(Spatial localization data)
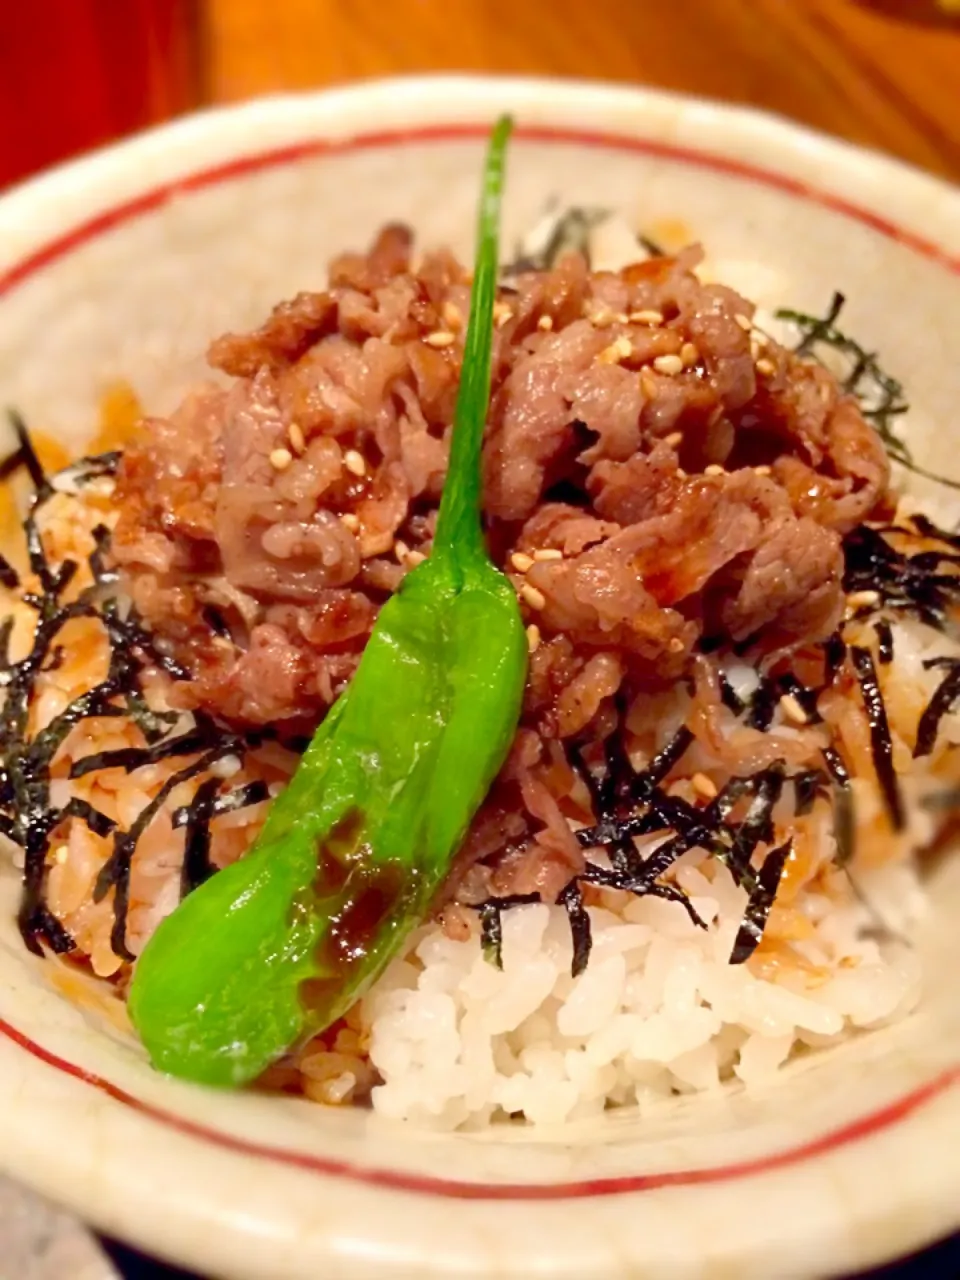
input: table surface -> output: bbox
[201,0,960,180]
[5,1,960,1278]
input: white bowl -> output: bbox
[0,75,959,1280]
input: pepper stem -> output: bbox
[431,114,512,572]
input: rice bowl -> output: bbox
[0,77,958,1280]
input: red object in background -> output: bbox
[0,0,201,190]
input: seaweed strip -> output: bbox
[7,408,48,492]
[171,779,270,829]
[914,660,960,759]
[180,776,220,897]
[850,646,905,829]
[505,204,610,273]
[793,769,829,817]
[719,675,745,715]
[728,761,786,874]
[745,678,778,731]
[0,554,19,590]
[69,728,215,778]
[821,744,856,866]
[874,618,895,664]
[824,632,847,685]
[729,839,793,964]
[558,879,592,977]
[473,894,540,969]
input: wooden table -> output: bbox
[201,0,960,180]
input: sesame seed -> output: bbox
[406,550,426,566]
[270,447,293,471]
[613,311,629,325]
[653,353,684,376]
[521,583,547,611]
[288,422,305,453]
[680,341,699,367]
[526,623,541,653]
[394,540,411,563]
[664,431,683,447]
[676,467,688,479]
[493,302,513,327]
[692,772,718,800]
[340,512,360,532]
[752,330,769,348]
[510,551,534,573]
[423,330,455,349]
[589,306,615,328]
[734,313,753,331]
[533,548,563,562]
[847,589,881,610]
[54,845,68,866]
[704,464,726,477]
[537,314,554,331]
[754,465,772,477]
[441,300,463,330]
[640,368,659,398]
[668,636,686,653]
[629,309,664,326]
[755,357,776,377]
[344,449,367,477]
[779,693,809,726]
[598,336,633,365]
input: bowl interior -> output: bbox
[0,80,959,1280]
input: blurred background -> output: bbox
[1,1,959,1278]
[1,0,960,192]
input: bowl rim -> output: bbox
[1,72,960,1280]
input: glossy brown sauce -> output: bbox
[298,807,409,1018]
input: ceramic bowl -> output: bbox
[0,76,958,1280]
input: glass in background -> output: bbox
[0,0,202,191]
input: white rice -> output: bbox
[359,858,924,1130]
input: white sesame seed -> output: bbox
[343,449,367,477]
[653,353,684,376]
[664,431,683,447]
[394,540,411,563]
[340,512,360,532]
[692,772,718,800]
[613,311,629,325]
[754,465,772,477]
[510,551,534,573]
[779,693,809,726]
[630,309,664,326]
[640,368,659,398]
[537,314,554,331]
[441,300,463,330]
[752,330,769,348]
[406,550,426,566]
[533,548,563,562]
[423,330,455,349]
[288,422,305,453]
[526,623,542,653]
[598,336,633,365]
[704,464,726,477]
[589,306,614,328]
[755,357,776,377]
[270,447,293,471]
[734,313,753,331]
[521,583,547,611]
[493,301,513,327]
[847,589,881,610]
[210,754,242,779]
[680,341,699,367]
[54,845,68,865]
[676,467,688,479]
[668,636,686,653]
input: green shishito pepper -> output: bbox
[128,117,526,1088]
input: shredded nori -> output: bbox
[0,412,281,961]
[821,744,856,866]
[874,618,895,665]
[504,203,610,273]
[776,293,960,492]
[850,645,904,830]
[914,658,960,759]
[473,893,540,969]
[728,839,792,964]
[844,521,960,634]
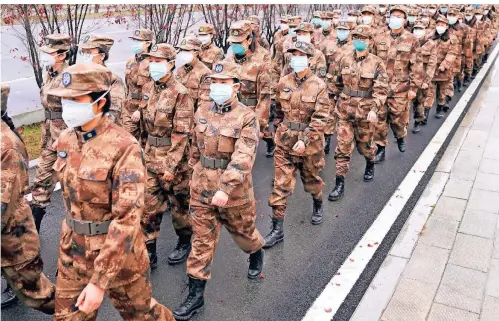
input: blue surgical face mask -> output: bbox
[440,7,448,14]
[337,29,350,41]
[408,16,417,23]
[210,83,235,105]
[353,39,368,51]
[290,55,308,73]
[132,40,144,55]
[311,18,322,26]
[231,43,246,56]
[321,20,330,29]
[448,16,458,25]
[389,16,405,30]
[149,62,168,81]
[289,28,297,37]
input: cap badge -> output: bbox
[83,35,90,43]
[215,64,223,73]
[62,72,72,87]
[181,39,187,45]
[358,27,363,32]
[232,30,239,36]
[135,30,140,36]
[151,44,158,52]
[199,27,205,32]
[295,41,302,48]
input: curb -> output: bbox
[301,43,499,321]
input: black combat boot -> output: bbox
[146,240,158,269]
[248,248,265,279]
[263,218,284,249]
[168,234,192,265]
[422,109,430,125]
[30,205,46,233]
[471,69,478,80]
[364,159,375,181]
[324,134,332,155]
[443,96,451,112]
[457,79,463,92]
[396,137,406,152]
[436,105,444,119]
[483,53,489,64]
[311,198,324,225]
[463,74,471,86]
[264,137,275,158]
[173,277,206,320]
[1,284,18,308]
[328,176,345,201]
[374,144,385,163]
[412,121,421,133]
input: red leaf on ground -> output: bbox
[217,299,223,303]
[374,242,379,245]
[324,307,332,313]
[260,273,265,279]
[259,213,264,217]
[368,244,373,247]
[349,258,355,262]
[336,272,341,275]
[335,283,340,286]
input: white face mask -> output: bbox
[280,24,289,31]
[290,55,308,73]
[362,16,373,25]
[428,9,437,15]
[465,15,473,22]
[78,52,99,64]
[347,16,357,23]
[379,8,387,14]
[61,91,109,128]
[209,83,235,105]
[198,35,211,45]
[436,26,447,35]
[413,29,426,39]
[175,51,194,69]
[476,15,483,20]
[448,17,458,25]
[408,16,417,23]
[484,10,489,15]
[422,17,430,24]
[40,52,56,68]
[296,35,311,43]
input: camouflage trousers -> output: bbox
[1,255,55,315]
[430,80,453,106]
[268,147,325,219]
[335,119,375,177]
[473,54,484,71]
[143,169,191,242]
[187,199,264,280]
[31,148,58,208]
[374,96,410,147]
[121,102,141,142]
[324,101,337,136]
[55,271,174,321]
[414,87,434,122]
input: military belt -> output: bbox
[240,98,258,107]
[283,119,308,131]
[130,92,141,100]
[66,217,111,236]
[148,135,172,147]
[45,110,63,120]
[200,155,229,169]
[342,88,373,98]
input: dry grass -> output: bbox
[18,123,41,160]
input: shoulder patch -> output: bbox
[318,67,327,77]
[58,151,67,158]
[143,95,149,101]
[199,117,207,124]
[215,64,223,73]
[61,72,72,87]
[283,88,291,92]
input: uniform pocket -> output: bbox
[218,127,240,154]
[359,73,375,89]
[376,44,389,60]
[154,109,173,128]
[279,91,292,112]
[77,167,111,204]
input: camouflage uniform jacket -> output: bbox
[1,121,40,267]
[312,28,325,46]
[109,71,126,125]
[40,63,69,149]
[318,27,337,50]
[431,31,460,81]
[323,39,355,94]
[140,76,194,175]
[280,47,327,81]
[330,53,389,120]
[174,60,211,110]
[274,70,330,156]
[418,38,439,87]
[373,29,423,96]
[199,43,224,70]
[465,19,479,54]
[53,117,149,290]
[448,23,473,73]
[124,55,150,111]
[226,47,271,133]
[189,99,260,207]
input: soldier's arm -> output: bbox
[188,111,201,168]
[302,85,329,145]
[218,113,259,196]
[330,56,345,96]
[109,77,126,124]
[1,148,24,224]
[425,42,438,86]
[274,80,285,126]
[372,60,389,113]
[440,35,459,71]
[90,142,146,290]
[315,52,327,80]
[409,38,424,92]
[256,58,271,132]
[164,93,194,174]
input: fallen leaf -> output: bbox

**DIRECTIONS**
Write every line above again exactly, but leave the pictures out.

**EXERCISE SOLUTION**
input: table surface -> output: bbox
[201,0,960,180]
[5,1,960,1278]
input: white bowl -> output: bbox
[0,75,959,1280]
input: pepper stem -> output: bbox
[431,114,512,572]
input: rice bowl -> output: bbox
[0,77,958,1280]
input: red object in background -> output: bbox
[0,0,201,190]
input: seaweed strip -> output: bbox
[7,408,48,492]
[171,779,270,829]
[914,660,960,759]
[180,776,220,897]
[850,646,905,829]
[505,204,610,273]
[793,769,829,817]
[719,675,745,715]
[728,761,786,874]
[745,678,778,731]
[0,554,19,590]
[69,728,215,778]
[821,744,856,866]
[874,618,895,664]
[824,632,847,685]
[729,839,793,964]
[558,879,592,977]
[473,894,540,969]
input: wooden table -> output: bbox
[201,0,960,180]
input: sesame seed -> output: bbox
[406,550,426,566]
[270,447,293,471]
[613,311,629,325]
[653,353,684,376]
[521,583,547,611]
[288,422,305,453]
[680,341,699,367]
[526,623,541,653]
[394,540,411,563]
[664,431,683,447]
[676,467,688,479]
[493,302,513,327]
[692,772,718,800]
[340,512,360,532]
[752,330,769,348]
[510,551,534,573]
[423,330,455,349]
[589,306,615,328]
[734,313,753,331]
[533,548,563,562]
[847,589,881,610]
[54,845,68,866]
[704,464,726,477]
[537,314,554,331]
[754,465,772,477]
[441,300,463,330]
[640,368,659,398]
[668,636,686,653]
[629,309,664,326]
[755,357,776,377]
[344,449,367,477]
[779,693,809,726]
[598,336,633,365]
input: bowl interior -> output: bbox
[0,80,959,1280]
input: blurred background -> output: bbox
[1,1,959,1278]
[1,0,960,192]
input: bowl rim -> output: bbox
[1,72,960,1280]
input: glossy brown sauce -> output: bbox
[298,807,409,1018]
input: ceramic bowl -> output: bbox
[0,76,958,1280]
input: glass in background -> output: bbox
[0,0,202,191]
input: white rice -> output: bbox
[359,858,924,1130]
input: white sesame seed -> output: bbox
[343,449,367,477]
[653,353,684,376]
[664,431,683,447]
[394,540,411,563]
[340,512,360,532]
[692,772,718,800]
[613,311,629,325]
[754,465,772,477]
[510,551,534,573]
[779,693,809,726]
[630,309,664,326]
[640,368,659,398]
[537,314,554,331]
[441,300,463,330]
[752,330,769,348]
[406,550,426,566]
[533,548,563,562]
[423,330,455,349]
[288,422,305,453]
[526,623,542,653]
[598,336,633,365]
[704,464,726,477]
[589,306,614,328]
[755,357,776,377]
[270,447,293,471]
[734,313,753,331]
[521,583,547,611]
[493,301,513,327]
[847,589,881,610]
[210,754,242,779]
[680,341,699,367]
[54,845,68,865]
[676,467,688,479]
[668,636,686,653]
input: green shishito pepper -> output: bbox
[128,117,526,1088]
input: shredded nori -> output: bbox
[0,412,281,961]
[821,744,856,866]
[874,618,895,665]
[504,203,610,273]
[776,293,960,492]
[850,645,904,830]
[914,658,960,759]
[473,893,540,969]
[728,839,792,964]
[844,521,960,634]
input: blue surgical face mask -> output: bbox
[440,7,448,14]
[337,29,350,41]
[408,16,417,23]
[210,83,235,105]
[353,39,368,51]
[290,55,308,73]
[132,40,144,55]
[311,18,322,26]
[231,43,246,56]
[321,20,330,29]
[448,16,458,25]
[389,16,405,30]
[149,62,168,81]
[289,28,297,37]
input: cap badge -> output: bbox
[83,35,90,43]
[215,64,223,73]
[62,72,72,87]
[181,39,187,45]
[358,27,363,32]
[232,30,239,36]
[135,30,140,36]
[151,44,158,52]
[199,27,205,32]
[295,41,302,48]
input: curb -> output: bbox
[301,43,499,321]
input: black combat boot -> output: bbox
[146,240,158,269]
[248,248,265,279]
[263,218,284,249]
[168,234,192,265]
[422,109,430,125]
[30,205,46,233]
[471,69,478,80]
[364,159,375,181]
[324,134,332,155]
[443,96,451,112]
[457,79,463,92]
[396,137,406,152]
[436,105,444,119]
[483,53,489,64]
[311,198,324,225]
[463,74,471,86]
[264,137,275,158]
[173,277,206,320]
[1,284,18,308]
[328,176,345,201]
[374,144,385,163]
[412,121,421,133]
input: red leaf on ground -> output: bbox
[217,299,223,303]
[374,242,379,245]
[324,307,332,313]
[260,273,265,279]
[259,213,264,217]
[368,244,373,247]
[349,258,355,262]
[336,272,341,275]
[335,283,340,286]
input: white face mask -> output: bbox
[280,24,289,31]
[290,55,308,73]
[362,16,373,25]
[428,9,437,15]
[465,15,473,22]
[78,52,99,64]
[347,16,357,23]
[379,8,387,14]
[61,91,109,128]
[209,83,235,105]
[198,35,211,45]
[436,26,447,35]
[413,29,426,39]
[175,51,194,69]
[476,15,483,20]
[448,17,458,25]
[408,16,417,23]
[484,10,489,15]
[422,17,430,24]
[40,52,56,68]
[296,35,311,43]
input: camouflage trousers -> output: bbox
[1,255,55,315]
[430,80,453,106]
[268,147,325,219]
[335,119,375,177]
[473,54,484,71]
[143,169,191,242]
[187,199,264,280]
[31,148,58,208]
[374,96,410,147]
[121,102,141,142]
[324,101,337,136]
[55,271,174,321]
[414,87,434,122]
input: military belt -> output: bbox
[240,98,258,107]
[283,119,308,131]
[130,92,141,100]
[66,217,111,236]
[148,135,172,147]
[45,110,63,120]
[200,155,229,169]
[342,88,373,98]
input: dry grass -> output: bbox
[18,123,41,160]
input: shoulder patch -> output: bbox
[318,67,327,77]
[58,151,67,158]
[143,95,149,101]
[199,117,207,124]
[215,64,223,73]
[61,72,72,87]
[283,88,291,92]
input: uniform pocket -> output: bbox
[218,127,240,154]
[359,73,375,89]
[376,44,389,60]
[154,109,173,128]
[279,91,292,112]
[77,167,111,204]
input: camouflage uniform jacket -> output: bbox
[1,121,40,267]
[312,28,325,46]
[109,71,126,125]
[40,63,69,149]
[318,27,337,50]
[431,31,460,81]
[323,39,355,94]
[140,76,194,175]
[280,47,327,81]
[330,53,389,120]
[174,60,211,110]
[274,70,330,156]
[418,38,439,87]
[373,29,423,96]
[199,43,224,70]
[465,19,479,54]
[53,117,149,290]
[448,23,473,73]
[124,55,150,111]
[226,47,271,133]
[189,99,260,207]
input: soldier's arm -> output: bbox
[188,111,201,168]
[302,85,329,145]
[218,113,259,196]
[330,56,345,96]
[109,77,126,124]
[1,148,24,224]
[425,42,438,86]
[274,80,285,126]
[372,60,389,113]
[440,35,459,71]
[90,142,146,290]
[315,52,327,80]
[409,38,424,92]
[256,58,271,132]
[164,93,194,174]
input: fallen leaf -> output: bbox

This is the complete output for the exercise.